* **WHAT TO WORK ON**
Please render the rows from the line with "the white tutu" up to and including the line with "column 682, row 610" as a JSON list of strings, with one string per line and blank lines omitted. Include no other lines.

(Excerpts from location labeling data)

──────

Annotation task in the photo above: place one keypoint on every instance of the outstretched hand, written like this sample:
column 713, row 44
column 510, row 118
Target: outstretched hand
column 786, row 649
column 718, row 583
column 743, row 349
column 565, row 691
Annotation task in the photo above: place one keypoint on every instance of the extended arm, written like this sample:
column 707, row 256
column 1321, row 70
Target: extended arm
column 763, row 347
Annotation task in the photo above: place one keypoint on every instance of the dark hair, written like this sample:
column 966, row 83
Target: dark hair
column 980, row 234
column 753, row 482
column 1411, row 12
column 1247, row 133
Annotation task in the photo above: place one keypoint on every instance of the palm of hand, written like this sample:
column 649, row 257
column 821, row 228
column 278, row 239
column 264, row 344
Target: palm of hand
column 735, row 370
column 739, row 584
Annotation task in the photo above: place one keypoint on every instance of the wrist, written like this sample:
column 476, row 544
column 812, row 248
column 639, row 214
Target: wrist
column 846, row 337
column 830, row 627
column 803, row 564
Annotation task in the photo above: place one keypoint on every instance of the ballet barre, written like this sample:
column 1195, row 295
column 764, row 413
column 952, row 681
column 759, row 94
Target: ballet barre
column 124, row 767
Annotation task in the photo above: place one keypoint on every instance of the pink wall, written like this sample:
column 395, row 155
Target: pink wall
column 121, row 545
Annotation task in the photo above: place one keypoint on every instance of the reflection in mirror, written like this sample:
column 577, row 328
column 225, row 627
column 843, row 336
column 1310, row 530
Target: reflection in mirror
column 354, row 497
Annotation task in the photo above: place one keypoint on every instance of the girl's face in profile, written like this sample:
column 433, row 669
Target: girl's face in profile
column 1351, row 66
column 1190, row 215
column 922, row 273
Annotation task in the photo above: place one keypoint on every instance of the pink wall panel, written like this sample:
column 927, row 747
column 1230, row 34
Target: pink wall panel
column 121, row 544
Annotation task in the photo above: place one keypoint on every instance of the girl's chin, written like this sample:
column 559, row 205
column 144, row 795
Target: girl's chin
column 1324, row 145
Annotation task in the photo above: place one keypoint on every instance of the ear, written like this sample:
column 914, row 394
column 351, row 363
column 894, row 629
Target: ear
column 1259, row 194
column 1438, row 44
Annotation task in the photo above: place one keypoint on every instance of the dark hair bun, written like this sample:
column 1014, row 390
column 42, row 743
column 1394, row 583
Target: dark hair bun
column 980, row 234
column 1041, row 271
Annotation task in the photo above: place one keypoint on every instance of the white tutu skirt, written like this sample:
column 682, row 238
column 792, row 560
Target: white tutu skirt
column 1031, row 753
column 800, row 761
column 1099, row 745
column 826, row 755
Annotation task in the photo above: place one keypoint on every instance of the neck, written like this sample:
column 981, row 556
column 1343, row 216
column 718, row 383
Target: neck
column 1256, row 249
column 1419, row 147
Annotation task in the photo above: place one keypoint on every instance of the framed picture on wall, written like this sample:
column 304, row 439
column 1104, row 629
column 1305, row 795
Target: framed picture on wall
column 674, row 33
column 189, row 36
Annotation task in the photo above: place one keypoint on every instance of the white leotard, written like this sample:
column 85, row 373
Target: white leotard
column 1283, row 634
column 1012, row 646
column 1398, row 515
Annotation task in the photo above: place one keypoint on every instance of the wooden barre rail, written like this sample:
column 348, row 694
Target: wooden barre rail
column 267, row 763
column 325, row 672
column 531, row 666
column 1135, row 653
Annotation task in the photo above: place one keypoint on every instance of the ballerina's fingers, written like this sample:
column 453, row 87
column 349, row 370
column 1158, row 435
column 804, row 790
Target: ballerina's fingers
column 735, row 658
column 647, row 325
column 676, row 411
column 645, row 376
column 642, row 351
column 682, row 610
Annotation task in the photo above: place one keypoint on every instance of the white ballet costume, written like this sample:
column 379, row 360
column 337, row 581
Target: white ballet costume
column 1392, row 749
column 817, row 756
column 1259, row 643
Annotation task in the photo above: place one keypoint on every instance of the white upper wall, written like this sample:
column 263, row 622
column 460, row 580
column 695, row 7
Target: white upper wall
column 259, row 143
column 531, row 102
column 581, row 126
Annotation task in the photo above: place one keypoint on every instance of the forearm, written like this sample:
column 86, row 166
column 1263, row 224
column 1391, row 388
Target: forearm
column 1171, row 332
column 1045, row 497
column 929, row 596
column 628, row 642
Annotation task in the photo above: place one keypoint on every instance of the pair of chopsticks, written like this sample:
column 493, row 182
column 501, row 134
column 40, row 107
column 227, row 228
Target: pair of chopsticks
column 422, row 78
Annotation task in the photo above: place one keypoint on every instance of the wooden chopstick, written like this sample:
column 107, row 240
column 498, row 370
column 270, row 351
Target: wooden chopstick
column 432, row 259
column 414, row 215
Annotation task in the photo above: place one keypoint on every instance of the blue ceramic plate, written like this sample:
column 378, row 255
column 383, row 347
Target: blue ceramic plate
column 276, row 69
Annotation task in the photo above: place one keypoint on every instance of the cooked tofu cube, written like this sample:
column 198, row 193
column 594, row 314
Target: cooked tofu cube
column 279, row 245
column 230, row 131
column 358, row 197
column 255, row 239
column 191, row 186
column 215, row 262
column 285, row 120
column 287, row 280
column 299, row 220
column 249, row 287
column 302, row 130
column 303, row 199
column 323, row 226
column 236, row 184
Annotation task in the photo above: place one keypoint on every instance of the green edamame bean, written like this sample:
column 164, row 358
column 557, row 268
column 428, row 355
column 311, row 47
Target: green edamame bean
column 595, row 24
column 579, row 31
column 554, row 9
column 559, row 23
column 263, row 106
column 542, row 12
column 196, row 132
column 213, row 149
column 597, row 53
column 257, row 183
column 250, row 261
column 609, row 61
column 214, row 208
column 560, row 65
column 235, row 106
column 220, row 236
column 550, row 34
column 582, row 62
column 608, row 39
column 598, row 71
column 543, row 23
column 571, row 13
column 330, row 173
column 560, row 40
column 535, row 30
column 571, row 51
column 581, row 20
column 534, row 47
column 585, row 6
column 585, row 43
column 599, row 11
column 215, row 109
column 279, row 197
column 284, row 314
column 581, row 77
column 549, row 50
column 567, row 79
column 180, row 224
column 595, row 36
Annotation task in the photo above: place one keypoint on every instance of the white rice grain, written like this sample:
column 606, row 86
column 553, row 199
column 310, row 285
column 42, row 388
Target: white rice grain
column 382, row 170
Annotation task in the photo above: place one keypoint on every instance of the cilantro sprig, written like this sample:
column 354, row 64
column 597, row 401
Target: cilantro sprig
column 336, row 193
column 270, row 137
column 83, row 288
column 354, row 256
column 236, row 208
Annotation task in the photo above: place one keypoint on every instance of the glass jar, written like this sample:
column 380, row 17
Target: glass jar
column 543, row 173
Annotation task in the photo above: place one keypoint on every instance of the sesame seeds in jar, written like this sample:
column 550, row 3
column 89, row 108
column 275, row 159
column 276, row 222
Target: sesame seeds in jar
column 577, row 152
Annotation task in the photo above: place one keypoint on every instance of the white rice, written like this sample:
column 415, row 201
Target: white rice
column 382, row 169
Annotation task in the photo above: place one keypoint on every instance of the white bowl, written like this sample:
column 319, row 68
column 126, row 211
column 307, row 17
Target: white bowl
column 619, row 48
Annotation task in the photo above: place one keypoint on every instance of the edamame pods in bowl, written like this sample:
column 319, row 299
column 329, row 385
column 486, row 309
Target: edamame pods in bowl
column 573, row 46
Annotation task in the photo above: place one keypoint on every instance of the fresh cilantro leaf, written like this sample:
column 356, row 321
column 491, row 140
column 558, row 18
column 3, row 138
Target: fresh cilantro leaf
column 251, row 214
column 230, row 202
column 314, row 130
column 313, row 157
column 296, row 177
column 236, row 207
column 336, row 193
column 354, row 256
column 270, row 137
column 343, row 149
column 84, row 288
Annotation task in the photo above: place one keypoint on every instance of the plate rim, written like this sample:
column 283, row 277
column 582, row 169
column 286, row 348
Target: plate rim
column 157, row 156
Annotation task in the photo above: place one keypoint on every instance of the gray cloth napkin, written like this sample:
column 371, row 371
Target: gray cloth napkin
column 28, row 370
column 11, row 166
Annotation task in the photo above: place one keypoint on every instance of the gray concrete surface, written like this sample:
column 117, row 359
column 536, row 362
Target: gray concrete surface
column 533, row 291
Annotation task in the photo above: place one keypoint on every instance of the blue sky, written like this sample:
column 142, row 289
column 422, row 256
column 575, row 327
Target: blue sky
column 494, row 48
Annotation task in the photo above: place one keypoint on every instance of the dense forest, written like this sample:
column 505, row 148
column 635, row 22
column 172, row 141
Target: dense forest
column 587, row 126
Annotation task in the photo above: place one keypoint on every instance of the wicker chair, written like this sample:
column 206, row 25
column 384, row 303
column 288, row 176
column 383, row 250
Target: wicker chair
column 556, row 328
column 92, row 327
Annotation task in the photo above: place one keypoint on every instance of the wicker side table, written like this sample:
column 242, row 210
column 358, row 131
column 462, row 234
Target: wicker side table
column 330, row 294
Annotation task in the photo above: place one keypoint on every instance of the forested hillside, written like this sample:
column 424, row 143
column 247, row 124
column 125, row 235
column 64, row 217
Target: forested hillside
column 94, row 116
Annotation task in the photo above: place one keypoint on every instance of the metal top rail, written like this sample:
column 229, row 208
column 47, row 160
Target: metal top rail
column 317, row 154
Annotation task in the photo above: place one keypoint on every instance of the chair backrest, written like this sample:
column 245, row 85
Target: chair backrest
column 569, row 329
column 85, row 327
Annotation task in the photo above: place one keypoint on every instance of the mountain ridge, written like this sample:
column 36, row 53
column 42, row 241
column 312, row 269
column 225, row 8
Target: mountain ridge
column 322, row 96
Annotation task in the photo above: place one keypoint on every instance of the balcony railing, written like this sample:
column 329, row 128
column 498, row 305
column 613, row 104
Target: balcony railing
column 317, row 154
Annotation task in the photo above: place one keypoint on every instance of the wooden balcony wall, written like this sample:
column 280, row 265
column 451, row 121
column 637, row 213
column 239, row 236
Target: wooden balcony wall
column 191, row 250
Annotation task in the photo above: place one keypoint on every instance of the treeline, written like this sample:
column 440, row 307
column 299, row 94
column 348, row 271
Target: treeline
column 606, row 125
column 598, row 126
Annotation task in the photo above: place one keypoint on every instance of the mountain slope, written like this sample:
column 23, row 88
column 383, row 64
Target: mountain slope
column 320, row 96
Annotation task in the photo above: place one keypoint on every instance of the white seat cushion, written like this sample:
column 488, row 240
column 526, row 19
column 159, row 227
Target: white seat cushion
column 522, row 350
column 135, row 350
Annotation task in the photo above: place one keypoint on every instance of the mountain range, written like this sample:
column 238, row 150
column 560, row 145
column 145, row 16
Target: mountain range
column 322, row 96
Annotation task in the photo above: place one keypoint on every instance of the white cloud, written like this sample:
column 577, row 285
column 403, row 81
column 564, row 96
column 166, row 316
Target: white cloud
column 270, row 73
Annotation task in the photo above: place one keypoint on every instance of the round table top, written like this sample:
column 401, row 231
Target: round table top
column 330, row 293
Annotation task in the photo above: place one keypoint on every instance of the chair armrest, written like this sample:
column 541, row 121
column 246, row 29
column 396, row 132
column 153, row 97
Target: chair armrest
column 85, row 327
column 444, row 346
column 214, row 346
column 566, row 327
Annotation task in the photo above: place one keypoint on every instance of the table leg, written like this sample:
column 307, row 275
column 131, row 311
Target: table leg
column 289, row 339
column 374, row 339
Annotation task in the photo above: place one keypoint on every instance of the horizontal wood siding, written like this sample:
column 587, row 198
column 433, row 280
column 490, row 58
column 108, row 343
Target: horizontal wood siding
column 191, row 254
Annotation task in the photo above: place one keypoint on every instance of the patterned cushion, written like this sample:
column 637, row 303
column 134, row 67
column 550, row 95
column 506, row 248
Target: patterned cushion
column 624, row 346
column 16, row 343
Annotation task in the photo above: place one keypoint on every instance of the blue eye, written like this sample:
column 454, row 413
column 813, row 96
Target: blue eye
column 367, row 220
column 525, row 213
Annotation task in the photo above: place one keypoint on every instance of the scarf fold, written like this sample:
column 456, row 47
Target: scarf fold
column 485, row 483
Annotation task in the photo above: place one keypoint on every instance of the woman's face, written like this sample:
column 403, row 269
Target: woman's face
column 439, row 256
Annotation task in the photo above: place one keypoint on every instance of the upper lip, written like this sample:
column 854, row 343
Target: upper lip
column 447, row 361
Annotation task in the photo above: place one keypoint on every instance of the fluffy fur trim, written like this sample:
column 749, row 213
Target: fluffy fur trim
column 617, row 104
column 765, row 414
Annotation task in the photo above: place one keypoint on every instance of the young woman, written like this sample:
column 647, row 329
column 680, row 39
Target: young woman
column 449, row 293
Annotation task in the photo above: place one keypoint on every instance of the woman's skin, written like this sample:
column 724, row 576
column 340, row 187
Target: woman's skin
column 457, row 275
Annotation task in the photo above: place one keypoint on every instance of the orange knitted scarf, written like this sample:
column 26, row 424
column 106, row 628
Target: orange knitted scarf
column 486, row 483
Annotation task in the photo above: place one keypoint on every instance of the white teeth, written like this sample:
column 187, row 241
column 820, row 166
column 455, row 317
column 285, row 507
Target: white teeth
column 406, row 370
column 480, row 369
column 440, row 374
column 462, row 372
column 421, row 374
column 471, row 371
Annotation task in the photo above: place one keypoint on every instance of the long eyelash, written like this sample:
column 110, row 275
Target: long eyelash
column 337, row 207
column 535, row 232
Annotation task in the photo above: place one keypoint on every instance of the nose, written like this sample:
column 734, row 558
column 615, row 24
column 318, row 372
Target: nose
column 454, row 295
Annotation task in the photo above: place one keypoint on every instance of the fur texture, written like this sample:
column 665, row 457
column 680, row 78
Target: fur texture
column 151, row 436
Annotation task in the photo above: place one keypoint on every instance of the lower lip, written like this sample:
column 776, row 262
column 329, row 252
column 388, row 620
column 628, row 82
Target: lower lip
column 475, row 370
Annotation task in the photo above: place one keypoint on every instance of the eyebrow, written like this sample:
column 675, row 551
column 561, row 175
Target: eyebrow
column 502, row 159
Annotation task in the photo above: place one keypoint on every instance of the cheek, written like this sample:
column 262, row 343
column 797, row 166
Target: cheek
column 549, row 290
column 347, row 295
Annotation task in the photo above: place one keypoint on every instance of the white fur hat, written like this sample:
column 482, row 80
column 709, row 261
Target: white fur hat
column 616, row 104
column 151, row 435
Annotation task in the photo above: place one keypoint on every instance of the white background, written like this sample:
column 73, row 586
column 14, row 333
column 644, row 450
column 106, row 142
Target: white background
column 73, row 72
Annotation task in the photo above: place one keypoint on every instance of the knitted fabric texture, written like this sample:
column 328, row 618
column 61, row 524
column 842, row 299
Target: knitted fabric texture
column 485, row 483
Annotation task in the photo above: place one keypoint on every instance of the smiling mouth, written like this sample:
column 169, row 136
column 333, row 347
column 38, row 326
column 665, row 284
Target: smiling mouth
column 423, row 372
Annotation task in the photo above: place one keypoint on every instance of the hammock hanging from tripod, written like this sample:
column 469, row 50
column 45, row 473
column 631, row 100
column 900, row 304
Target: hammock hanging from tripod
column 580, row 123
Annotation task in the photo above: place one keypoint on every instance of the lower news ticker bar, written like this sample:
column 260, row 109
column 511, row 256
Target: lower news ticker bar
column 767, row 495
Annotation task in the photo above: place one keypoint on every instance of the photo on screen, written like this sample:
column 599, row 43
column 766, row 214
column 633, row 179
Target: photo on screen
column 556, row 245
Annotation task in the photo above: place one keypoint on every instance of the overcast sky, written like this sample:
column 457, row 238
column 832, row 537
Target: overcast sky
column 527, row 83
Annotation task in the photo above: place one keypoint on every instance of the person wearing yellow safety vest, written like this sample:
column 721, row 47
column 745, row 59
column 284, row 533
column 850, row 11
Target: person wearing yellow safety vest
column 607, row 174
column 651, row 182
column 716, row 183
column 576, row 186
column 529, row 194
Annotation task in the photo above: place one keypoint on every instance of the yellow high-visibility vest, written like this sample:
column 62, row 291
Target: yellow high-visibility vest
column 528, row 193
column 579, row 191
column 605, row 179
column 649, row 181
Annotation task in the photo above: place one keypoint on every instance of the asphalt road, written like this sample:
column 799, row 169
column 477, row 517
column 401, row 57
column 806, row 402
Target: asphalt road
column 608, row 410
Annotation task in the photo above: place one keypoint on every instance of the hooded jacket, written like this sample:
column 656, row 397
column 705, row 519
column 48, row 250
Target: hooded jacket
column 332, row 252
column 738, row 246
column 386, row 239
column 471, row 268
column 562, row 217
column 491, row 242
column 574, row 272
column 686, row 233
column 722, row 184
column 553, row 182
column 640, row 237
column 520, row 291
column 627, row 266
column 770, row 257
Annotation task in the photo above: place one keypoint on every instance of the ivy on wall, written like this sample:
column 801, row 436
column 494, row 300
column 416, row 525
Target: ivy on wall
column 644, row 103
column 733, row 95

──────

* **ANSWER TO THE EXERCISE**
[
  "Annotation task in the photo above: place one keypoint on every instance of the white tutu skirt, written like this sample:",
  "column 682, row 238",
  "column 792, row 560",
  "Target: white tutu skirt",
  "column 1031, row 753",
  "column 800, row 761",
  "column 1099, row 745",
  "column 826, row 755",
  "Annotation task in the photo above: place one keypoint on every instance of the neck, written like this sample:",
  "column 981, row 556",
  "column 1343, row 216",
  "column 718, row 383",
  "Target: neck",
  "column 1256, row 249",
  "column 1419, row 147",
  "Annotation task in the photo above: place one keypoint on every instance of the framed picture on wall, written like this sample:",
  "column 304, row 439",
  "column 1104, row 629",
  "column 1305, row 795",
  "Target: framed picture on wall",
  "column 674, row 33",
  "column 189, row 36",
  "Annotation task in the photo above: place one keypoint on every instance of the white leotard, written like this sample:",
  "column 85, row 373",
  "Target: white leotard",
  "column 1283, row 634",
  "column 1012, row 646",
  "column 1398, row 515",
  "Annotation task in the photo above: place one keypoint on every instance of the wooden barre rail, written like this sample:",
  "column 348, row 694",
  "Target: wooden barre rail",
  "column 267, row 763",
  "column 325, row 672",
  "column 531, row 666",
  "column 1135, row 653",
  "Annotation task in the photo above: place one keypoint on every instance of the ballerina's fingers, written like this sample:",
  "column 453, row 87",
  "column 349, row 370",
  "column 1158, row 435",
  "column 804, row 790",
  "Target: ballerina's fingers",
  "column 735, row 658",
  "column 647, row 325",
  "column 676, row 411",
  "column 645, row 376",
  "column 642, row 351",
  "column 682, row 610"
]